**Provided text**

■ ■ ■ ■ ■

# Steam donkey



## Cedarkerf (Jun 20, 2015)

Went down the hill about half a mile met up with Schmuck Paccity Bill from PNW logging museum a local shovel operator and drug out an old steam donkey and sent it on its way to the PNW logging museum got some pics and will post a few videos when I get a chance. It was a tight fit getting the truck in and out with some close clearances


----------



## Cedarkerf (Jun 20, 2015)




----------



## Cedarkerf (Jun 20, 2015)




----------



## square1 (Jun 20, 2015)

Way cool! You're pretty trusting of that bridge


----------



## chucker (Jun 20, 2015)

nice! but are you sure that is what you think it was? !! looks more like the proto type of the first "out door wood furnace " with all the gears to pump the steam into the logger's bunk house?? lol good find , so was it on your property or a work site?......another piece of history saved!! "THANKS"!!!!


----------



## Cedarkerf (Jun 20, 2015)

chucker said:


> nice! but are you sure that is what you think it was? !! looks more like the proto type of the first "out door wood furnace " with all the gears to pump the steam into the logger's bunk house?? lol good find , so was it on your property or a work site?......another piece of history saved!! "THANKS"!!!!


 thank the guys at the PNW logging museum Fraiser was kind enough to invite me over to get some pics its actually been sitting in a yard for decades I live about half mile from where it was. Lots of old logging equipment in our area use to be part of the worlds logging capital . Here are some more local pics


----------



## Cedarkerf (Jun 20, 2015)




----------



## madhatte (Jun 20, 2015)

Wish I coulda made it today! They've got me covering weekends now, and this crew won't boss itself.


----------



## paccity (Jun 21, 2015)

thanks brian. it is a 1907 tacoma yarder. last ran in 1936. been moved around the property a couple times , . now to build some skids and restore. it is surprisingly good shape..


----------



## madhatte (Jun 21, 2015)

I see what you did there with the Lewis Main Gate shot!


----------



## paccity (Jun 21, 2015)

that's when i called ya. you seemed busy.


----------



## bitzer (Jun 22, 2015)

Awesome pics! Thanks for sharing!


----------



## PasoRoblesJimmy (Jul 1, 2015)

Awesome pics. Thanks for sharing.


----------



## Trx250r180 (Jul 1, 2015)

There is one similar to this down by Aberdeen on 101,it was a floating steam donkey I think, wish I would have snapped a pic


----------



## Eccentric (Jul 10, 2015)

Fantastic to see another piece of Old Iron being saved!!!


----------



## HuskStihl (Jul 13, 2015)

You need to get Gologit to record a few tales of when he was logging with that beast. It will give a human perspective for the kids!


----------



## OlympicYJ (Jul 13, 2015)

■ ■ ■ ■ ■

**Given instruction 1**
Rewrite the entries below, replacing "green moss" with "lichen" and changing nothing else. Leave the pictures out of your answer.

■ ■ ■ ■ ■

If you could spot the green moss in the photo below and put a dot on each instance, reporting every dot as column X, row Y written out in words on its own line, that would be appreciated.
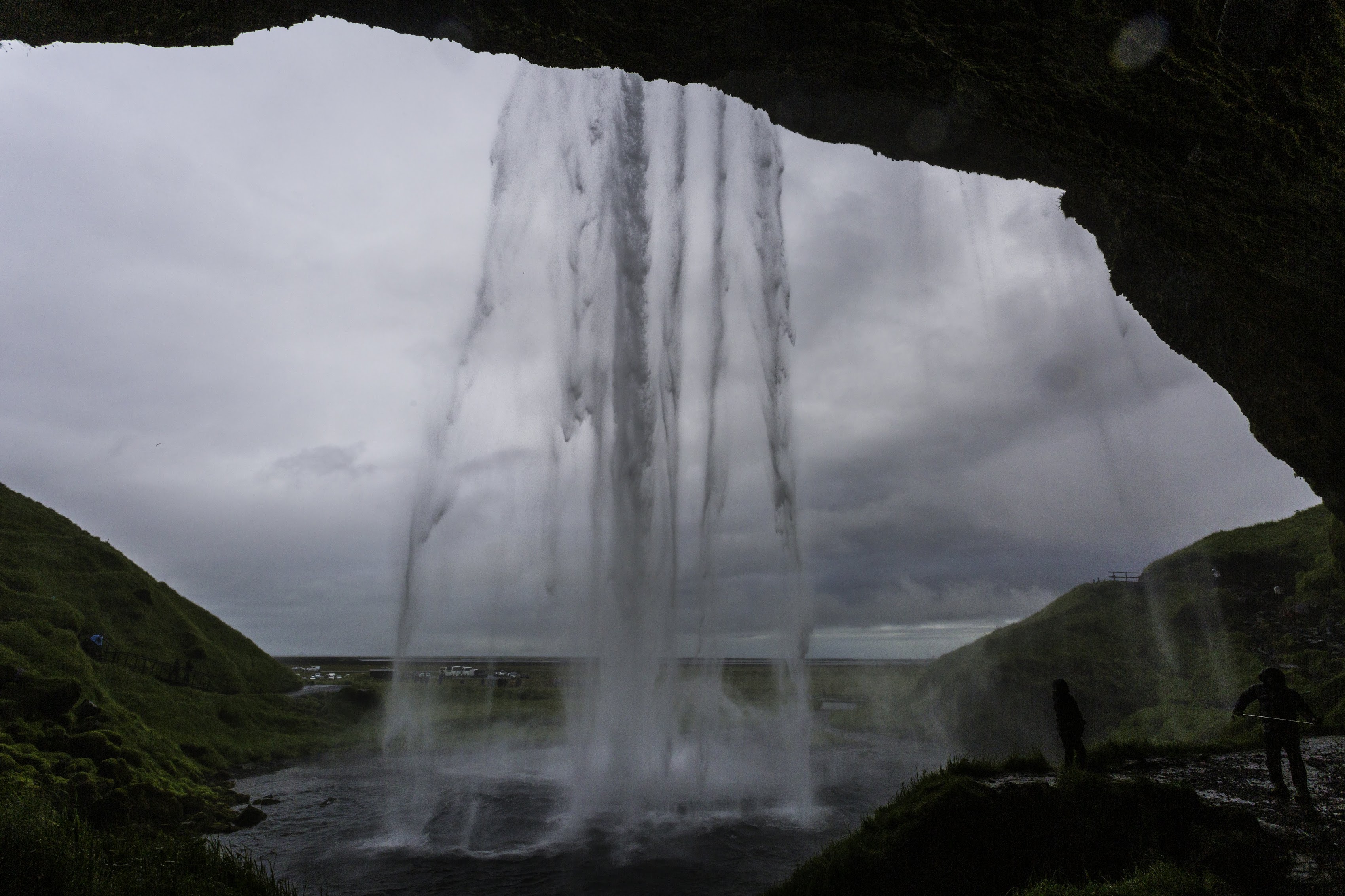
column 50, row 852
column 1157, row 661
column 949, row 833
column 1160, row 879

■ ■ ■ ■ ■

**Given instruction 2**
According to the steam donkey thread, why couldn't madhatte make it on the day the donkey was pulled out?

**Reply 1**
If you could spot the lichen in the photo below and put a dot on each instance, reporting every dot as column X, row Y written out in words on its own line, that would be appreciated.
column 50, row 852
column 1157, row 661
column 949, row 833
column 1160, row 879

**Reply 2**
madhatte was now scheduled to cover weekends and had a crew to oversee, since "this crew won't boss itself."